▶ _Exercise_
The required answer is each line in the entries below where "segment" occurs.

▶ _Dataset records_
------------

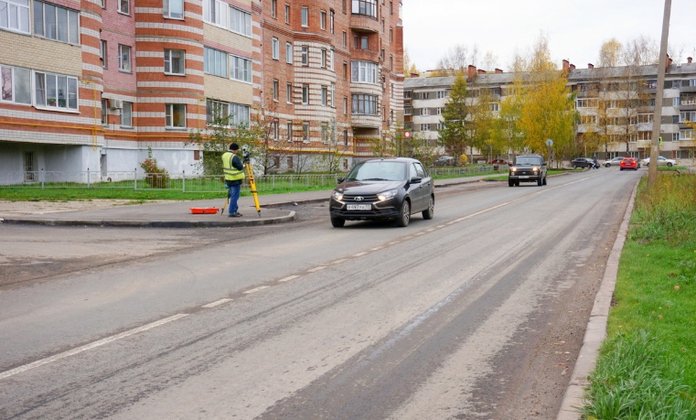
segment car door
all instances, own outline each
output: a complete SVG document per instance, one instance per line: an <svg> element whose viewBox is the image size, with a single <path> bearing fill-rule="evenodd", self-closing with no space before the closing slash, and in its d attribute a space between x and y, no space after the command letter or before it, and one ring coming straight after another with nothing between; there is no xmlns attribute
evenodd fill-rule
<svg viewBox="0 0 696 420"><path fill-rule="evenodd" d="M426 176L425 169L423 169L423 165L421 165L420 162L411 163L410 172L410 179L420 179L419 183L413 183L411 186L411 202L413 203L412 207L413 212L415 213L423 211L427 208L428 196L431 188L430 184L432 183L432 180Z"/></svg>

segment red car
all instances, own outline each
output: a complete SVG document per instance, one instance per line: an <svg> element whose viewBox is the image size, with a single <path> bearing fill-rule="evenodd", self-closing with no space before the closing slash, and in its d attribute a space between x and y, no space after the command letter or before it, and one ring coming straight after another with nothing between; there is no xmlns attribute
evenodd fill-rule
<svg viewBox="0 0 696 420"><path fill-rule="evenodd" d="M624 169L638 170L638 161L632 157L625 157L619 163L619 168L623 171Z"/></svg>

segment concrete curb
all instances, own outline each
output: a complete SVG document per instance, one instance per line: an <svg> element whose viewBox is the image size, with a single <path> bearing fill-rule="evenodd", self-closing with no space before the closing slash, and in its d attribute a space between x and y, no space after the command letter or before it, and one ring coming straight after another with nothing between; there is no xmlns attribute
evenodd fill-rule
<svg viewBox="0 0 696 420"><path fill-rule="evenodd" d="M285 216L264 219L235 219L225 221L207 220L79 220L79 219L38 219L38 218L1 218L0 223L46 225L46 226L99 226L99 227L151 227L151 228L206 228L232 226L260 226L291 222L295 220L295 212L290 211Z"/></svg>
<svg viewBox="0 0 696 420"><path fill-rule="evenodd" d="M636 183L631 193L631 198L628 200L623 222L621 222L619 227L614 246L609 254L602 283L595 296L594 306L590 313L590 321L587 324L587 330L585 330L582 348L575 362L575 368L570 377L570 382L568 383L568 388L556 420L579 420L581 418L581 410L585 402L585 389L590 384L588 378L597 365L599 349L607 336L607 320L609 319L611 299L616 286L616 276L619 271L619 259L626 241L628 224L633 212L637 191L638 184Z"/></svg>

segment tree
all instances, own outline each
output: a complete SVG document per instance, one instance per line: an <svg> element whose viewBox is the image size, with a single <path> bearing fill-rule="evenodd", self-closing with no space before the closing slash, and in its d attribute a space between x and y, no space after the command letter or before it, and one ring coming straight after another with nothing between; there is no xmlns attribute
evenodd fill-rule
<svg viewBox="0 0 696 420"><path fill-rule="evenodd" d="M535 46L529 63L517 122L524 146L529 151L548 155L546 140L550 138L561 156L570 155L576 113L567 74L557 70L551 62L548 42L543 37Z"/></svg>
<svg viewBox="0 0 696 420"><path fill-rule="evenodd" d="M479 88L476 102L470 107L471 143L469 144L470 159L473 161L473 149L481 153L492 153L492 131L494 130L494 115L491 110L493 95L489 88Z"/></svg>
<svg viewBox="0 0 696 420"><path fill-rule="evenodd" d="M469 142L470 107L467 102L466 79L459 74L452 84L449 99L442 110L442 129L438 141L448 153L463 155Z"/></svg>
<svg viewBox="0 0 696 420"><path fill-rule="evenodd" d="M469 64L475 64L478 58L478 48L469 51L464 45L455 45L438 62L438 69L448 73L457 74L465 72Z"/></svg>
<svg viewBox="0 0 696 420"><path fill-rule="evenodd" d="M605 41L599 50L599 67L616 67L619 65L621 51L621 43L616 38Z"/></svg>
<svg viewBox="0 0 696 420"><path fill-rule="evenodd" d="M404 77L409 78L412 74L418 74L418 68L416 63L411 62L411 57L408 55L408 51L404 49Z"/></svg>

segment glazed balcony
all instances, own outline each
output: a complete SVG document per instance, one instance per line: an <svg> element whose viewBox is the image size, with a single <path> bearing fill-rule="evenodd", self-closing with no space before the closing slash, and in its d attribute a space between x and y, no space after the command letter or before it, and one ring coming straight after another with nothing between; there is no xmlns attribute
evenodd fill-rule
<svg viewBox="0 0 696 420"><path fill-rule="evenodd" d="M350 119L353 127L380 128L382 120L379 115L352 114Z"/></svg>
<svg viewBox="0 0 696 420"><path fill-rule="evenodd" d="M360 32L379 33L381 26L377 18L367 15L352 14L350 28Z"/></svg>

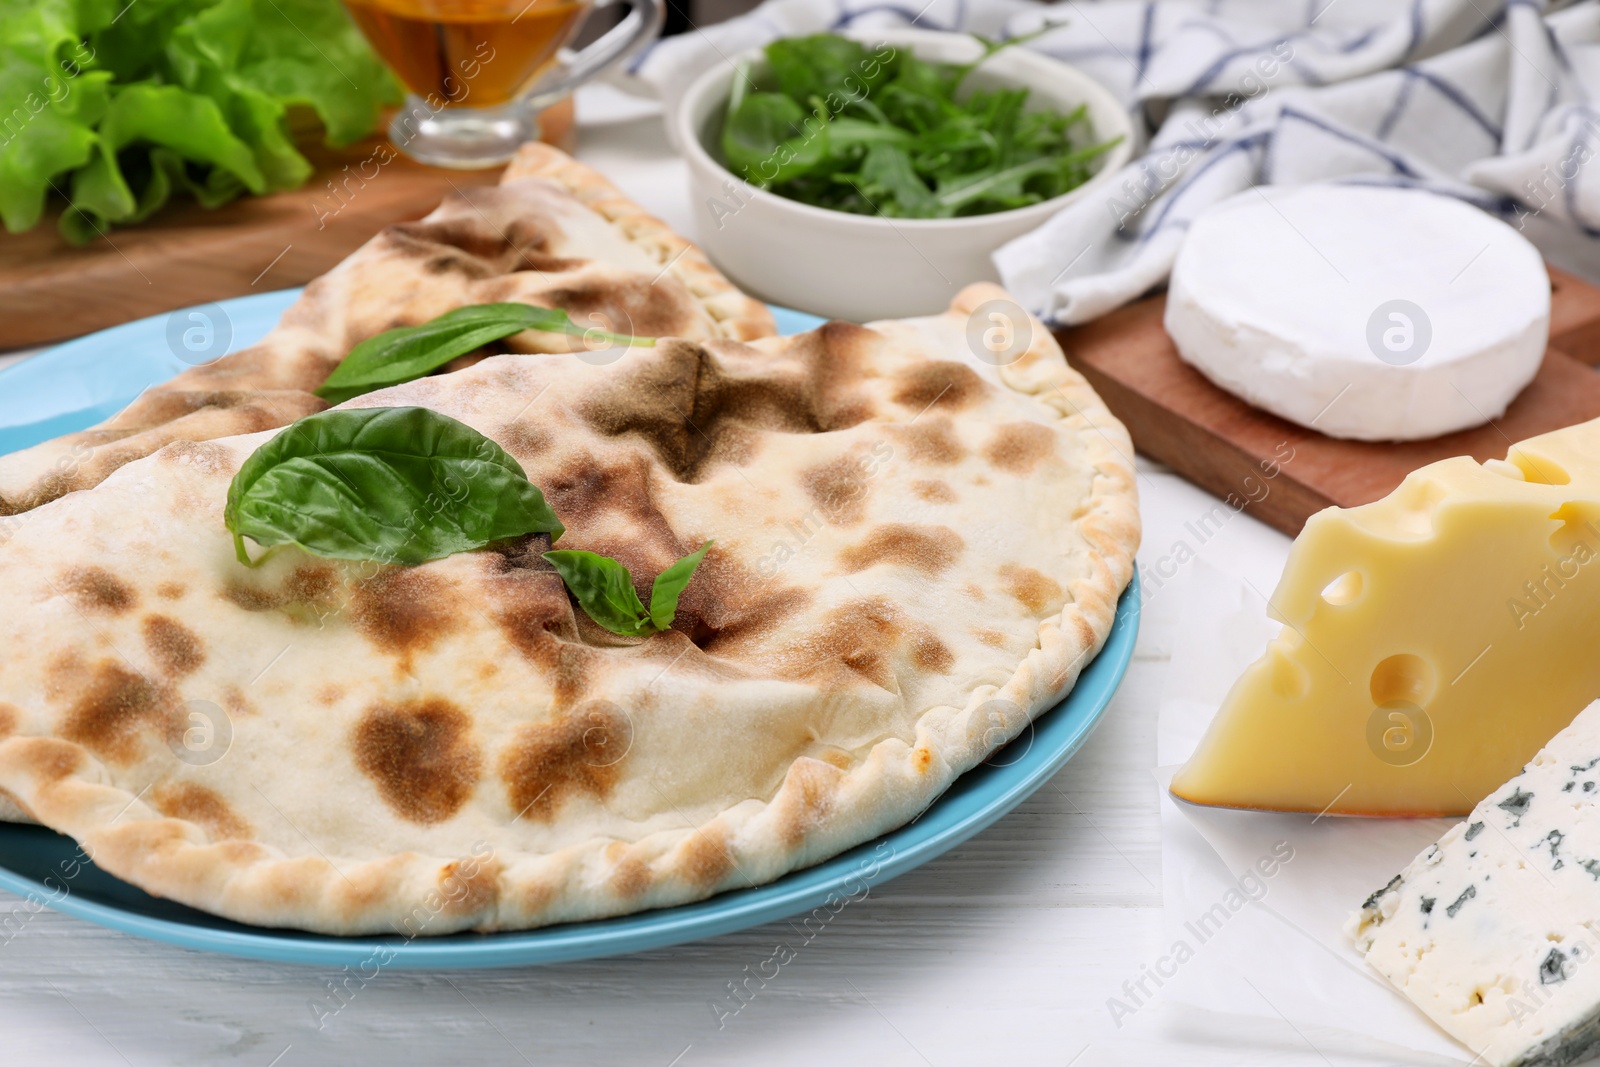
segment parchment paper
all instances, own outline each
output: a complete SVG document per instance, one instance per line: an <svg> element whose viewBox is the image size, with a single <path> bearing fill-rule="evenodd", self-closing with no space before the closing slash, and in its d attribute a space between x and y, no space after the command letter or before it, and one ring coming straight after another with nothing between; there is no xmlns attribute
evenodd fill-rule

------------

▶ _The answer_
segment car door
segment red car
segment concrete curb
segment tree
segment glazed balcony
segment parchment paper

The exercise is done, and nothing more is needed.